## [YOUR GOAL]
Rewrite the data from its first line through the line containing "M 307 448 L", inclusive, changing "downspout pipe" to "rain gutter pipe" and keeping everything else the same. Omit the pictures from your answer.

——————

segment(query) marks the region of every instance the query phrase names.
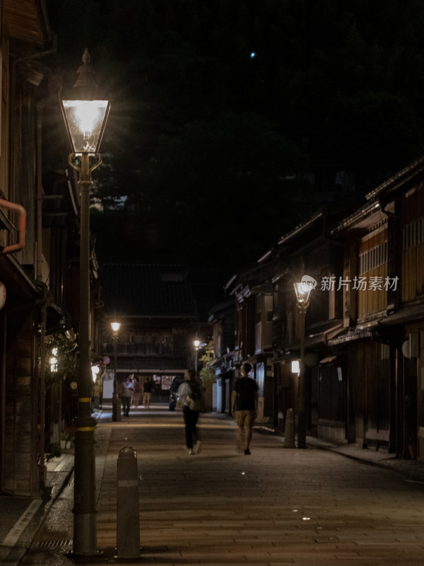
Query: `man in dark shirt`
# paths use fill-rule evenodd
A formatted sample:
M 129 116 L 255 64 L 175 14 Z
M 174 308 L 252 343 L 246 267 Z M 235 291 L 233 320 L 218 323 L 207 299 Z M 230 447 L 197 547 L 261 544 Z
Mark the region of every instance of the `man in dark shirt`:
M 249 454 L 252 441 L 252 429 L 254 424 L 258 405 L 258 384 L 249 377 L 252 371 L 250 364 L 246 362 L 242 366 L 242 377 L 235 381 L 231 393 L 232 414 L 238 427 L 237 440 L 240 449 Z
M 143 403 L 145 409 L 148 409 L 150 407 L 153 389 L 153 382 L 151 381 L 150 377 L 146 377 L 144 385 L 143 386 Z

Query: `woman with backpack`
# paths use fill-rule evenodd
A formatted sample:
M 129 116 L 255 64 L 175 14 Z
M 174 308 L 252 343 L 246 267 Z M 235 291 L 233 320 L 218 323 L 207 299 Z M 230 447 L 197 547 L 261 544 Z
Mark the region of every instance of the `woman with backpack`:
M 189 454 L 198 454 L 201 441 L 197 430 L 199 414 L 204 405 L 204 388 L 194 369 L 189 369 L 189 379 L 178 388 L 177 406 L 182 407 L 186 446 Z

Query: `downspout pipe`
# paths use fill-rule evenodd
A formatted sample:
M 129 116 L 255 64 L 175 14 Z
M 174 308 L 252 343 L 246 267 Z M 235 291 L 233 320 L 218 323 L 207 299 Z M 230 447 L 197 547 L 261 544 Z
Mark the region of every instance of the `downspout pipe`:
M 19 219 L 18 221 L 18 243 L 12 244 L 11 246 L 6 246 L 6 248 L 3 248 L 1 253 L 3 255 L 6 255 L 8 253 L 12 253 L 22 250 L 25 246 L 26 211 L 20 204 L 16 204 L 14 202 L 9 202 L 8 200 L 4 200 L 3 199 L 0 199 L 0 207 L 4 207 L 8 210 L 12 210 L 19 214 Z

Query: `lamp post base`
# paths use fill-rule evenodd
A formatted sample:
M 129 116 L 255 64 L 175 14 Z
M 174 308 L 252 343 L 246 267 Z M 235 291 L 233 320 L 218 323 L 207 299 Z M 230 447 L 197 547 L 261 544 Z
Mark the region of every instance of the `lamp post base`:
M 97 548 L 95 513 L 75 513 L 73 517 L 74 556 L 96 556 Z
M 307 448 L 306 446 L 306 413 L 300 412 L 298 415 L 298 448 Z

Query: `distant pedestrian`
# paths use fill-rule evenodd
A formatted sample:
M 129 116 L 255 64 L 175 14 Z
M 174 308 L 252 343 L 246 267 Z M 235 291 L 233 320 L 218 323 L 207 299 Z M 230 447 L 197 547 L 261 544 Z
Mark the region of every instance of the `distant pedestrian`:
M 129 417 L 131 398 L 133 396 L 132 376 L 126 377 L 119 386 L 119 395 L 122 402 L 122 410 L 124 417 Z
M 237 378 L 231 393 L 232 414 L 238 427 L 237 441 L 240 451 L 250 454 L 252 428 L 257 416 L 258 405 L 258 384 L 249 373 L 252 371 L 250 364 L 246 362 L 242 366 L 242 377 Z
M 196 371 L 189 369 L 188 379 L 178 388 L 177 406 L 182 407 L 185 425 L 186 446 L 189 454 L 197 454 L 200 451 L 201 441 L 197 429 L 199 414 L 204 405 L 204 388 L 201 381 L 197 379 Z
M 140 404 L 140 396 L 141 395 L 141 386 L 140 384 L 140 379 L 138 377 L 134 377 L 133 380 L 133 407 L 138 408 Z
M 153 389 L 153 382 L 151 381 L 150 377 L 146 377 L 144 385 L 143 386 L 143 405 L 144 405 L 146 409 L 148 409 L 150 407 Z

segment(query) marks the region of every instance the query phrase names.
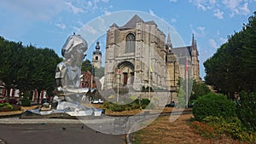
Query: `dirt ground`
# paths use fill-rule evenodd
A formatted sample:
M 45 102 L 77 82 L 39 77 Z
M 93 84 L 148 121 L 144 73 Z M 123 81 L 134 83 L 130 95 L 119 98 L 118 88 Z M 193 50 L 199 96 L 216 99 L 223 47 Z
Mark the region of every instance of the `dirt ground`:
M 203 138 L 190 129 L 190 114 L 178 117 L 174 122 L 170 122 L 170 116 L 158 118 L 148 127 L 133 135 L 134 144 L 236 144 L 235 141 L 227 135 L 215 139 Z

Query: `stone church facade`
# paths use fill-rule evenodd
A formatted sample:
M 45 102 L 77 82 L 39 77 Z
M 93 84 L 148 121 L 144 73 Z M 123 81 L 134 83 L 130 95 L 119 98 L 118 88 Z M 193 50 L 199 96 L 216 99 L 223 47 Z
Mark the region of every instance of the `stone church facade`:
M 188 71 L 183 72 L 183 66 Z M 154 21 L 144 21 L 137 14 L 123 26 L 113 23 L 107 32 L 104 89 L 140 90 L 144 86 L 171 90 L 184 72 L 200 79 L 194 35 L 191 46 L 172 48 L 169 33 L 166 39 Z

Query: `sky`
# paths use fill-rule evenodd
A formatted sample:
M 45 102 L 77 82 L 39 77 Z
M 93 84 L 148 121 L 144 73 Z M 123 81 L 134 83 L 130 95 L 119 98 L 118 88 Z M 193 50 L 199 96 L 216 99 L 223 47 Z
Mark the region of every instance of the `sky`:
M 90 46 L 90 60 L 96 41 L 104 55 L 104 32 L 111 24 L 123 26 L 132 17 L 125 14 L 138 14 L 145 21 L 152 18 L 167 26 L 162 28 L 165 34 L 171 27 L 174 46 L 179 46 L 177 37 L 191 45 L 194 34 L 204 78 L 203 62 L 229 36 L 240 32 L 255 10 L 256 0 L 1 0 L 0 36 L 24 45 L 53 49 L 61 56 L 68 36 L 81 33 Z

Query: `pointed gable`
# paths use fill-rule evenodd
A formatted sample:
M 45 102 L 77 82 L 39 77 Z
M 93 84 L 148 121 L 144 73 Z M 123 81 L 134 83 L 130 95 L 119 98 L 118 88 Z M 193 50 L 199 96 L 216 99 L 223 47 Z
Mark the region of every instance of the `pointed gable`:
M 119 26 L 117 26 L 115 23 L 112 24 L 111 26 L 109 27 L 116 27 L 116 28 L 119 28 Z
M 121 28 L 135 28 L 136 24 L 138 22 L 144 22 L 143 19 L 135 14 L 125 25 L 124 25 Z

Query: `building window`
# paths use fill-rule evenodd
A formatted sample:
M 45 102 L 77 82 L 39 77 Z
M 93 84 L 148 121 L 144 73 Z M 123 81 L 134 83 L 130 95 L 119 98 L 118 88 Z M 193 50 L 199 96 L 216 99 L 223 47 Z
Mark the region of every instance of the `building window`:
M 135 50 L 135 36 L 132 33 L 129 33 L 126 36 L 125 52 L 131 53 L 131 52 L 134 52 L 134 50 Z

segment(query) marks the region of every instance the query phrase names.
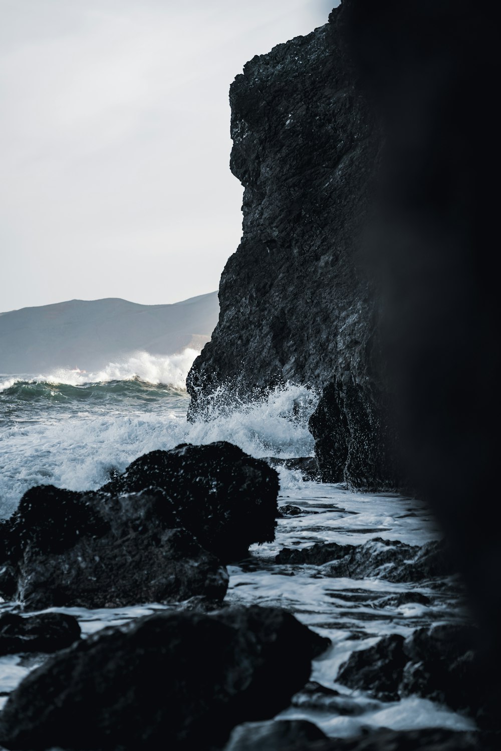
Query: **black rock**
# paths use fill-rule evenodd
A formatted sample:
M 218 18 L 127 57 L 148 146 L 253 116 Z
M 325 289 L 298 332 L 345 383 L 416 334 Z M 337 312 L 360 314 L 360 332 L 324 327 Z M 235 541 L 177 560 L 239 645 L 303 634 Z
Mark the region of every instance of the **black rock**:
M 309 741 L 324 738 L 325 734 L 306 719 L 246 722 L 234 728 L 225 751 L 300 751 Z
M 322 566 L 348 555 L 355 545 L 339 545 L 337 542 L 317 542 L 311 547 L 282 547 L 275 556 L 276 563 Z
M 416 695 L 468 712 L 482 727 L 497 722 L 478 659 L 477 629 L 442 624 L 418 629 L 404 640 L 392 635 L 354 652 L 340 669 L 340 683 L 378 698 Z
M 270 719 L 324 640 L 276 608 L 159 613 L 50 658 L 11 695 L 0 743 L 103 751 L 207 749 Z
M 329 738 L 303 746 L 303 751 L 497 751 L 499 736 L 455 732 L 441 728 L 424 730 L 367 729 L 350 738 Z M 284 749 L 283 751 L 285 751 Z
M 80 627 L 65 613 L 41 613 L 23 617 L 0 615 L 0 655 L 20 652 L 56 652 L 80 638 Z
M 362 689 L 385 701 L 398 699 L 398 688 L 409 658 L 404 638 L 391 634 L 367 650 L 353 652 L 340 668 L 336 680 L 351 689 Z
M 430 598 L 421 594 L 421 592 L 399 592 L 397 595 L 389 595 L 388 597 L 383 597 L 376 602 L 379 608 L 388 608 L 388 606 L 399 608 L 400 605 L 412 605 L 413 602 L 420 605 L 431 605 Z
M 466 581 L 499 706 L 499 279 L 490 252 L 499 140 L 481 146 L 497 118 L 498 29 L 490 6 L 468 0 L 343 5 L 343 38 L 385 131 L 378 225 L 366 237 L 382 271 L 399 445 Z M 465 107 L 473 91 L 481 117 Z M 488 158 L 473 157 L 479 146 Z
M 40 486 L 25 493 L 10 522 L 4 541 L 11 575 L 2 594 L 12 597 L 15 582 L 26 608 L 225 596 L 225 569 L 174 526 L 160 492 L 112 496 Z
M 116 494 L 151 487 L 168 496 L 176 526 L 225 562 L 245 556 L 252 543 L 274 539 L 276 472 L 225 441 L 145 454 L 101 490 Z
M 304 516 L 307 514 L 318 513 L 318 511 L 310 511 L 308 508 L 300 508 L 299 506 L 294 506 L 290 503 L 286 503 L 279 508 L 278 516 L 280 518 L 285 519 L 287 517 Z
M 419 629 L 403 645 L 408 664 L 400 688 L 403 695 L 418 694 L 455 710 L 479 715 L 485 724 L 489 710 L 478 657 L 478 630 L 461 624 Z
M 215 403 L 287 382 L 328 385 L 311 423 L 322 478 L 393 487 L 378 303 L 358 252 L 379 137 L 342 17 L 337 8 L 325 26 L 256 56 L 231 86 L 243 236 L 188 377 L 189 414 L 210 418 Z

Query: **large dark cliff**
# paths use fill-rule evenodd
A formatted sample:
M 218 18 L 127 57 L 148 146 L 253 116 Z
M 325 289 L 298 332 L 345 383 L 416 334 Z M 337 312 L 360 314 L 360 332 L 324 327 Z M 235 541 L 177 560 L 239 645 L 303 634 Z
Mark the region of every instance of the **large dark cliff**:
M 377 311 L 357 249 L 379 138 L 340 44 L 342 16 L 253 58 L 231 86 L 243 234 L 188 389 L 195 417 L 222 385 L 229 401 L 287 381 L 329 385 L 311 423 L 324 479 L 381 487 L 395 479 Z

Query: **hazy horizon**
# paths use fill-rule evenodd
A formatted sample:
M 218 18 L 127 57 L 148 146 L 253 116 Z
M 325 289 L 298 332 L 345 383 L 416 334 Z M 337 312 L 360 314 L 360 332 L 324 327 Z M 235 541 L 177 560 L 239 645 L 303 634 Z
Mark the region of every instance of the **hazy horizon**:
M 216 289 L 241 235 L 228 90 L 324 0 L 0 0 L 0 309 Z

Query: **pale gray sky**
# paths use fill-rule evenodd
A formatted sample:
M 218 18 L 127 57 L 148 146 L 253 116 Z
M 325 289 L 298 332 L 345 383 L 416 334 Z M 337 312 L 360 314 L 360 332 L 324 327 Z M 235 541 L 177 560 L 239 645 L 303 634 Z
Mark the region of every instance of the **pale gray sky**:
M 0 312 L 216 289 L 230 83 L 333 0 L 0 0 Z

——————

## [ANSWER]
segment(query) marks the region of every instance the query phrase names.
Query: `man in dark shirt`
# paths use fill-rule evenodd
A formatted sample:
M 129 116 L 255 64 L 175 14 Z
M 174 308 L 252 343 L 246 267 Z M 235 291 L 233 320 L 218 323 L 207 299 Z M 230 447 L 197 547 L 261 544 Z
Mark the region of every instance of the `man in dark shirt`:
M 249 454 L 252 441 L 252 429 L 254 424 L 258 405 L 258 384 L 249 377 L 252 371 L 250 364 L 246 362 L 242 366 L 242 377 L 235 381 L 231 393 L 232 414 L 238 427 L 237 440 L 240 449 Z
M 143 403 L 145 409 L 148 409 L 150 407 L 153 389 L 153 382 L 151 381 L 150 377 L 146 377 L 144 385 L 143 386 Z

Query: `woman with backpack`
# paths use fill-rule evenodd
A formatted sample:
M 129 116 L 255 64 L 175 14 Z
M 174 308 L 252 343 L 246 267 Z M 235 291 L 233 320 L 218 323 L 207 299 Z M 230 447 L 197 547 L 261 544 Z
Mark the region of every instance of the `woman with backpack`:
M 189 454 L 198 454 L 201 441 L 197 430 L 199 414 L 204 405 L 204 388 L 194 369 L 189 369 L 189 379 L 178 388 L 177 406 L 182 407 L 186 446 Z

Query: `rain gutter pipe`
# paths use fill-rule evenodd
A formatted sample:
M 129 116 L 255 64 L 175 14 Z
M 174 308 L 252 343 L 246 267 Z M 235 291 L 233 320 L 218 323 L 207 299 Z M 230 447 L 197 547 L 261 544 Z
Mark the region of every instance of the `rain gutter pipe`:
M 19 219 L 18 221 L 18 243 L 12 244 L 11 246 L 6 246 L 6 248 L 3 248 L 1 253 L 3 255 L 6 255 L 8 253 L 12 253 L 22 250 L 25 246 L 26 211 L 20 204 L 16 204 L 14 202 L 9 202 L 8 200 L 4 200 L 3 199 L 0 199 L 0 207 L 4 207 L 8 210 L 12 210 L 19 214 Z

Query: `lamp post base`
# paths use fill-rule evenodd
A formatted sample:
M 129 116 L 255 64 L 175 14 Z
M 174 308 L 252 343 L 246 267 Z M 235 291 L 233 320 L 218 323 L 207 299 Z M 230 447 L 197 547 L 261 544 Z
Mark the region of every instance of the `lamp post base`:
M 97 548 L 95 513 L 75 513 L 73 517 L 74 556 L 96 556 Z
M 307 448 L 306 446 L 306 413 L 300 412 L 298 415 L 298 448 Z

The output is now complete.